■ SELECTED PASSAGE
I do believe that manufacturing such controversies to become what those who research extremists call a “digital martyr” is all a bid for attention. I don’t know why this well-worn game plan still works.
I don’t think that Ms. Goldy is especially different from other unsavoury characters who’ve tried to squeeze into the spotlight by running for office. That’s an old trick – another fringe mayoral candidate in this very election is due to go to court on charges of willfully promoting hate against women and Jewish people.
What’s different, of course, is the era, one in which self-promotion is cheap and easy, and traditional journalists don’t quite know how to employ balance, fairness and free speech against those who purposefully manipulate them.
I do include myself among them. My job is to look directly at horrible things, not away from them, but I don’t know if my profession (or my command of it) is capable of battling a constant flow of disinformation and hate.
I’m reluctantly writing about Ms. Goldy because she’s succeeded in making herself impossible to ignore: In August, she posted a picture of herself posing with uniformed police officers, which contravenes the Police Services Act provision against political activity. Toronto Police Service said the officers didn’t know she was a candidate, though she was wearing a shirt with the all-caps slogan “Faith for Mayor.”
Last weekend, she posted a photo of herself with Ontario Premier Doug Ford (not the first) and the fallout lasted all week. On Monday, the provincial NDP asked Mr. Ford to denounce her and he refused; asked again on Tuesday, he mentioned “hate speech,” but not her. On Wednesday, a campaign robocall in which she mentioned his name made the rounds, after which Mr. Ford tweeted that he condemned “racism in all forms - be it from Faith Goldy or anyone else.”

■ YOUR TASKS
**1)** In the column, rewrite the paragraph beginning "Last weekend, she posted a photo" as a short bulleted list that keeps its main facts.
**2)** According to the column, what slogan was on the shirt Ms. Goldy wore when she posed with uniformed police officers?
**3)** Write out everything in the column from "What’s different, of" down to "disinformation and hate.".

■ LISTED ENTRIES

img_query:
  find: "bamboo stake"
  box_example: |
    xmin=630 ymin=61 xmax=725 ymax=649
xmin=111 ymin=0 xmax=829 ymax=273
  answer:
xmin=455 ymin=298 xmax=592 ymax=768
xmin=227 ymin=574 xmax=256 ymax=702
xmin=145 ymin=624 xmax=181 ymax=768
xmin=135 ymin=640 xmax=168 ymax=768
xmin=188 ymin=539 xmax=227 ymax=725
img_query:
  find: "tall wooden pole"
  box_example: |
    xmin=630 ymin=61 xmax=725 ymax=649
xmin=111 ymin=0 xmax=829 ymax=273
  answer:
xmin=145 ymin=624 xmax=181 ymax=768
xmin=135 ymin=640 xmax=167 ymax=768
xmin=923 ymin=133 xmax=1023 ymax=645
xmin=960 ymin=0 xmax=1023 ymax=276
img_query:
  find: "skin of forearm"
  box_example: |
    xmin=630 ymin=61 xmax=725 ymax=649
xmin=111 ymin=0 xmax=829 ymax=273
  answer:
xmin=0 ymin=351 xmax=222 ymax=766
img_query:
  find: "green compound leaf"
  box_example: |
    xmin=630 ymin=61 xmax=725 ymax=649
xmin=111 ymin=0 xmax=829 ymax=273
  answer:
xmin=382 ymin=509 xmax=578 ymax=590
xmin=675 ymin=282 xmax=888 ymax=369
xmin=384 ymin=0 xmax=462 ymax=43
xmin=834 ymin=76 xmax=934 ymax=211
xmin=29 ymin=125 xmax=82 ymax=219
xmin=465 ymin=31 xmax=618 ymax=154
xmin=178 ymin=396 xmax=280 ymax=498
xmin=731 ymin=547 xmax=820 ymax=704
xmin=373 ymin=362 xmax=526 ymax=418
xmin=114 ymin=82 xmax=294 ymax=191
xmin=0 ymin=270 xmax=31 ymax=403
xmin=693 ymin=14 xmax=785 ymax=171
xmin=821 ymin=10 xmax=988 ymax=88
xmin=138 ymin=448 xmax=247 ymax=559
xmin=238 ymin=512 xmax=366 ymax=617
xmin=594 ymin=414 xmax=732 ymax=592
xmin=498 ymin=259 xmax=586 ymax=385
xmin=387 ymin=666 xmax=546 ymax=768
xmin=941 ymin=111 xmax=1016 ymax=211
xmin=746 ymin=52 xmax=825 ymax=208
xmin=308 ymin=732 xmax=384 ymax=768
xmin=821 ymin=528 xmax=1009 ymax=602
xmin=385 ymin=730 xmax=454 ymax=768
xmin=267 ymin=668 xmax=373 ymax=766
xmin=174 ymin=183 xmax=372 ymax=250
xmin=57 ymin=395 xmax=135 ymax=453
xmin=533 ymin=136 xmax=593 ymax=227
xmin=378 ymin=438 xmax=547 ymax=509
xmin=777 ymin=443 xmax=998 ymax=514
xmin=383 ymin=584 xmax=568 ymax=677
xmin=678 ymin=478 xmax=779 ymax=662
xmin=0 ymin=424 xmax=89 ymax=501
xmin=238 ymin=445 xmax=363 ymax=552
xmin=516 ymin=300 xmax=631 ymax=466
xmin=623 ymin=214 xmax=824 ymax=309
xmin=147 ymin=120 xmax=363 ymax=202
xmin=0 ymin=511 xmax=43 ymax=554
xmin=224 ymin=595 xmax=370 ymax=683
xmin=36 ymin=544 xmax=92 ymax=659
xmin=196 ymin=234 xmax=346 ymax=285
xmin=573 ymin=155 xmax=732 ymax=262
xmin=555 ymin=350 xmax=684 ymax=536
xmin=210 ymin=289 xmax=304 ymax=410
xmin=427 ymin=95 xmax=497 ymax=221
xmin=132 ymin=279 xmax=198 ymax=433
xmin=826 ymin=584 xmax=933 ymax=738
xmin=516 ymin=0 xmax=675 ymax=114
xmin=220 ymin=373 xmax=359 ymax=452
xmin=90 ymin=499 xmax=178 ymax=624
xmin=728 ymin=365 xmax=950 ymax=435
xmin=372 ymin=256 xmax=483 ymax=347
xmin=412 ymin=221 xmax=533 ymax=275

■ ANSWERS IN ORDER
**1)**
- Last weekend, Ms. Goldy posted a photo of herself with Ontario Premier Doug Ford. It was not the first such photo, and the fallout lasted all week.
- Monday: the provincial NDP asked Mr. Ford to denounce her, and he refused.
- Tuesday: asked again, he mentioned "hate speech" but not her.
- Wednesday: a campaign robocall in which she mentioned his name made the rounds. Afterward, Mr. Ford tweeted that he condemned "racism in all forms - be it from Faith Goldy or anyone else."

**2)** "Faith for Mayor"

**3)**
What’s different, of course, is the era, one in which self-promotion is cheap and easy, and traditional journalists don’t quite know how to employ balance, fairness and free speech against those who purposefully manipulate them.
I do include myself among them. My job is to look directly at horrible things, not away from them, but I don’t know if my profession (or my command of it) is capable of battling a constant flow of disinformation and hate.